本文抜粋.
'''

内定前、内定後のバックグラウンドチェックについて!詳しく解説
企業の採用活動では、バックグラウンドチェックを実施するケースがあります。
その場合、どのタイミングで行うことが最適なのでしょうか?
ここでは、バックグラウンドチェック実施の時期と、バックグラウンドチェックの結果から内定を取り消す場合の注意点について解説いたします。
バックグラウンドチェックのタイミング
一般的な採用活動の際、以下のような目的でバックグラウンドチェックを行います。
【採用リスクを減らす】
バックグランドチェックを行うことで、会社に不利益を与える可能性のある人物の採用を未然に防ぐことができます。
例えば、過去に犯罪や大きなトラブルを起こしたことがないかを採用前に確認することで、業務上の損害や社内の混乱が発生することを防ぎます。
【公平な採用を行う】
採用候補者が自分で記入する履歴書などの選考書類は、経歴詐称や虚偽も可能です。
また面接では、自分に不都合なことは言わずにおくこともできます。一部の候補者による詐称や虚偽、隠蔽などによって採用の公平性が失われることを防止します。
バックグラウンドチェックとリスク回避
採用企業は、虚偽の経歴や査証を行う候補者を事前に調査することで、会社に不利益をもたらす人材の採用を防ぐことができます。
会社にとってのマイナス要素を早期に発見できることも、バックグラウンドチェックを行う目的の一つです。
アメリカをはじめとした海外の企業では、バックグラウンドチェックは珍しいことではありません。
日本でもコロナ禍などの影響で、1人あたりの転職回数が増え、雇用形態が多様化しています。
そのため、バックグラウンドチェックを行う日本企業も増えています。

'''

記載データ一覧.
'''

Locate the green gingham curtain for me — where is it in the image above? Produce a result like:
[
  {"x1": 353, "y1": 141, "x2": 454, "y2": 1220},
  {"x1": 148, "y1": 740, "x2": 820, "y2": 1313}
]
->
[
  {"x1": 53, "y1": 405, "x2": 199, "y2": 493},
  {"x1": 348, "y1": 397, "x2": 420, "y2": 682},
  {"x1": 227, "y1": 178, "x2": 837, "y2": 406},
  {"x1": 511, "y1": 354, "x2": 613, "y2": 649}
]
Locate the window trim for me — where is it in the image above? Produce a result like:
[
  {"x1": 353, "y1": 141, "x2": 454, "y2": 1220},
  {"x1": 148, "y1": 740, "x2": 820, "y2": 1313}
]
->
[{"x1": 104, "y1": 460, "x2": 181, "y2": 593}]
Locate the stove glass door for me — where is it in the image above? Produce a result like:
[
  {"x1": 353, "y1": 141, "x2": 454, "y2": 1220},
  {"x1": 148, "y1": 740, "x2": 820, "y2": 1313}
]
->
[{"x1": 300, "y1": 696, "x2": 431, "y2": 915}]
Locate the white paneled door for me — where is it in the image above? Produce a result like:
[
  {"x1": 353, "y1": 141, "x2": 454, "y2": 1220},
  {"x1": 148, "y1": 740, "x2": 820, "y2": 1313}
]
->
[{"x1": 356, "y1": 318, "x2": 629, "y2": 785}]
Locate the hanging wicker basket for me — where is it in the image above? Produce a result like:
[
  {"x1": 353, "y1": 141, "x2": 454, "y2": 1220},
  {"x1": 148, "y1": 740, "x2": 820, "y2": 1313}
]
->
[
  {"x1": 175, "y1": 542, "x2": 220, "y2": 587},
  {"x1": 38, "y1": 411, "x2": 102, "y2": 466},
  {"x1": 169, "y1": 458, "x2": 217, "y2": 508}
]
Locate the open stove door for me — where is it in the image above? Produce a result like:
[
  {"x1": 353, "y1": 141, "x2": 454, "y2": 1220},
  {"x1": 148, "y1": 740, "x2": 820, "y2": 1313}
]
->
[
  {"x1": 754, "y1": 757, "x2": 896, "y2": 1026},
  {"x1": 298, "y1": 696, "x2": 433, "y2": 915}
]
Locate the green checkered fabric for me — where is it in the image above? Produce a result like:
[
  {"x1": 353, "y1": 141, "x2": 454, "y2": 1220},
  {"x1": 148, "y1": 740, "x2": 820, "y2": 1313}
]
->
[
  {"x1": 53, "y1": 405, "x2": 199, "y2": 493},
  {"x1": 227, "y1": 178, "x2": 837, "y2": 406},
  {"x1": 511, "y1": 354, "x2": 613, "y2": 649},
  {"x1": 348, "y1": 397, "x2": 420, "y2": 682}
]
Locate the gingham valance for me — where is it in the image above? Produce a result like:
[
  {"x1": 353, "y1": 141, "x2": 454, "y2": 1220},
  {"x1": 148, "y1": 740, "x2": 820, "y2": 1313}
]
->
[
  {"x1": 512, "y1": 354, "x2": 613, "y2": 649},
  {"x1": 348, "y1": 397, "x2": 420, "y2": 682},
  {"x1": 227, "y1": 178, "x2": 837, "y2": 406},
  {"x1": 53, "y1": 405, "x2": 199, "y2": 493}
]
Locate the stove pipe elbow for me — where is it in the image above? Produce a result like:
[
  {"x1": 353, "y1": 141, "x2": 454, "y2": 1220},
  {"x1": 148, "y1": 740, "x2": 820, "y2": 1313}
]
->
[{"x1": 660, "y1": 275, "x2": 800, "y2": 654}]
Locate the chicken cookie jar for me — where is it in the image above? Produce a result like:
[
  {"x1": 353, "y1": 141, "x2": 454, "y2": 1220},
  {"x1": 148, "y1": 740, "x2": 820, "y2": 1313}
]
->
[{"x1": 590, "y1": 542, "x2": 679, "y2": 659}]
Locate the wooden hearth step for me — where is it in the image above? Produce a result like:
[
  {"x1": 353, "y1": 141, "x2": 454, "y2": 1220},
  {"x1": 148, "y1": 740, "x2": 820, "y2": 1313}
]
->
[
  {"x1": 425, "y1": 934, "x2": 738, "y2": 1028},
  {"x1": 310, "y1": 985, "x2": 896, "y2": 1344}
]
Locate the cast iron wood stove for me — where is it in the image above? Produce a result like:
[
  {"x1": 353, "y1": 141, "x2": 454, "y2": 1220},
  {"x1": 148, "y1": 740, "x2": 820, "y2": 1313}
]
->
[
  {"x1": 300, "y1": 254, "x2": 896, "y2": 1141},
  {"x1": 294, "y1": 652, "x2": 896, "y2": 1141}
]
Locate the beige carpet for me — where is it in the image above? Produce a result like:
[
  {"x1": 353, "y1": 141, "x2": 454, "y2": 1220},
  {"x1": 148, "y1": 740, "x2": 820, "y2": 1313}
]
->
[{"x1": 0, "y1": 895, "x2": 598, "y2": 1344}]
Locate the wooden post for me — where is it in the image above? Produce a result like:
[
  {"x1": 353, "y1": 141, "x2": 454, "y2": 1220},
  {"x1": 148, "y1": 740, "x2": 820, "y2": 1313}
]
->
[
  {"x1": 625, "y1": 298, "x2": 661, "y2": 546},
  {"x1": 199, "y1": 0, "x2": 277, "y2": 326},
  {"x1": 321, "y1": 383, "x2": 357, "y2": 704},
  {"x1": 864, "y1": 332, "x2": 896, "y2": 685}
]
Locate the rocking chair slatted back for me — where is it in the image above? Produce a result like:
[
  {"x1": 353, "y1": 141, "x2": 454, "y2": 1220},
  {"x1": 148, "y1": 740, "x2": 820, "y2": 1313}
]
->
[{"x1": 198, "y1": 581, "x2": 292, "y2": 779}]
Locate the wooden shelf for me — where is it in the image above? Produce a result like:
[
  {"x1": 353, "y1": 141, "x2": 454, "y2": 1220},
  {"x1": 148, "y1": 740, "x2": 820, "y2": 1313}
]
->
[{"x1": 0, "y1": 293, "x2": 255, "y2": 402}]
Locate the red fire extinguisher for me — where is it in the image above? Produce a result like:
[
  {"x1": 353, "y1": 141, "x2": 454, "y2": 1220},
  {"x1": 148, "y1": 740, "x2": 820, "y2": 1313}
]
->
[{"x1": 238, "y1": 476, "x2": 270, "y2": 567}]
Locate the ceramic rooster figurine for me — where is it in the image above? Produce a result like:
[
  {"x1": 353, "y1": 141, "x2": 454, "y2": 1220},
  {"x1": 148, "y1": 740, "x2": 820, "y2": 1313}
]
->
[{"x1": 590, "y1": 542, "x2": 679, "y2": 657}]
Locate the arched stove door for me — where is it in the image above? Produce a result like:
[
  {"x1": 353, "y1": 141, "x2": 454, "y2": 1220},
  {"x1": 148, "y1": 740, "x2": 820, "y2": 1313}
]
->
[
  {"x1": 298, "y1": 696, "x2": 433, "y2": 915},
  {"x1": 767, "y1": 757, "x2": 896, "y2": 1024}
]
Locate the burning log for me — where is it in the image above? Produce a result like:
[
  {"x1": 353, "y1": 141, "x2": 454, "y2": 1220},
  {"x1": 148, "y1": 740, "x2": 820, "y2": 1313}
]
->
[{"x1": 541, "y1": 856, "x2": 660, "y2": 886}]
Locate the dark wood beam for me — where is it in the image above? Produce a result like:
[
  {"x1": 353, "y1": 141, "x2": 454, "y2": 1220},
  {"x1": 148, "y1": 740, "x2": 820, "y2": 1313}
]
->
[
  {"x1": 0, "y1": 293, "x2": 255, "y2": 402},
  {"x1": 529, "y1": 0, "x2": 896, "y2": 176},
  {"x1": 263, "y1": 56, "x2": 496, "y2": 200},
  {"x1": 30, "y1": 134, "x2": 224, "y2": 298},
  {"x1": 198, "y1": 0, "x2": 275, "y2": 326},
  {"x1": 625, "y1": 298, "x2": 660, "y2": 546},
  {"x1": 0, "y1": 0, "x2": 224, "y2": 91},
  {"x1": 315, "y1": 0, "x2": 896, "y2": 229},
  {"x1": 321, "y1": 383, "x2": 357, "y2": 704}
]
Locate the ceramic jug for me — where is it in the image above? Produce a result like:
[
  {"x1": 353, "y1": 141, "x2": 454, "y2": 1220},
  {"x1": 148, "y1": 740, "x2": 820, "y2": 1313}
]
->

'''

出題課題 1.
バックグラウンドチェックの記事から、「内定前、内定後のバックグラウンドチェックについて!詳しく解説」で始まり「の採用を防ぐことができます。」で終わる部分を一字一句違えずに書き写してください。
出題課題 2.
バックグラウンドチェックの記事について、次の問いに答えること。
(a) バックグラウンドチェックが珍しいことではないとされる海外企業は、どの国をはじめとしたものか。
(b) 候補者が自分で記入する選考書類の例として挙げられているものは何か。
(c) 日本で1人あたりの転職回数が増えたのは、何などの影響とされているか。
出題課題 3.
バックグラウンドチェックの記事を、最後の文の後から書き継ぐこと。
資料は参照しなくてよい。

最終解答 1.
内定前、内定後のバックグラウンドチェックについて!詳しく解説
企業の採用活動では、バックグラウンドチェックを実施するケースがあります。
その場合、どのタイミングで行うことが最適なのでしょうか?
ここでは、バックグラウンドチェック実施の時期と、バックグラウンドチェックの結果から内定を取り消す場合の注意点について解説いたします。
バックグラウンドチェックのタイミング
一般的な採用活動の際、以下のような目的でバックグラウンドチェックを行います。
【採用リスクを減らす】
バックグランドチェックを行うことで、会社に不利益を与える可能性のある人物の採用を未然に防ぐことができます。
例えば、過去に犯罪や大きなトラブルを起こしたことがないかを採用前に確認することで、業務上の損害や社内の混乱が発生することを防ぎます。
【公平な採用を行う】
採用候補者が自分で記入する履歴書などの選考書類は、経歴詐称や虚偽も可能です。
また面接では、自分に不都合なことは言わずにおくこともできます。一部の候補者による詐称や虚偽、隠蔽などによって採用の公平性が失われることを防止します。
バックグラウンドチェックとリスク回避
採用企業は、虚偽の経歴や査証を行う候補者を事前に調査することで、会社に不利益をもたらす人材の採用を防ぐことができます。

最終解答 2.
(a) アメリカ
(b) 履歴書
(c) コロナ禍

最終解答 3.
採用後の教育を経て、育てた社員が期待していたほどのパフォーマンスが発揮できなかった。
経歴詐称や過去のトラブルが元で、企業に損失を与える。
このような理由から、以前は役職などの転職者に実施していたバックグラウンドチェックですが、最近では一般職やアルバイト採用でも失敗のリスク排除のため、実施件数は増えてきています。
バックグラウンドチェックのタイミング
バックグラウンドチェックを実施する際、基本的には調査会社に依頼するため費用が掛かります。
そのため、選考の早い段階で行うことは費用がかさみます。
また、候補者の志望度が高くなければ、選考辞退のリスクもあります。
しかし、内定後や入社後のバックグラウンドチェック実施では、労働契約が成立しているため、もし調査で問題が発覚しても解雇にすることは難しくなります。
入社後の解雇通知はハードルが高く、解雇することが合理的で客観的かつ社会通念上、妥当と認められる場合に限られます。そのため、基本的には認められないことが多いです。
このようなタイミングで、バックグラウンドチェックを行うこと自体は可能ですが、問題があったときの対応が難しくなるため、内定前に行うのが最適といえます。
バックグラウンドチェックの内容
バックグラウンドチェックを実施する際は、個人情報保護法の観点から、必ず採用候補者からの同意が必要となります。そして、原則、採用企業の目的に合った項目だけを調査します。
【個人情報の保護に関する法律】
(利用目的の特定)
第十七条 個人情報取扱事業者は、個人情報を取り扱うに当たっては、その利用の目的をできる限り特定しなければならない。
(第三者提供の制限)
第二十七条 個人情報取扱事業者は、あらかじめ本人の同意を得ないで、個人データを第三者に提供してはならない。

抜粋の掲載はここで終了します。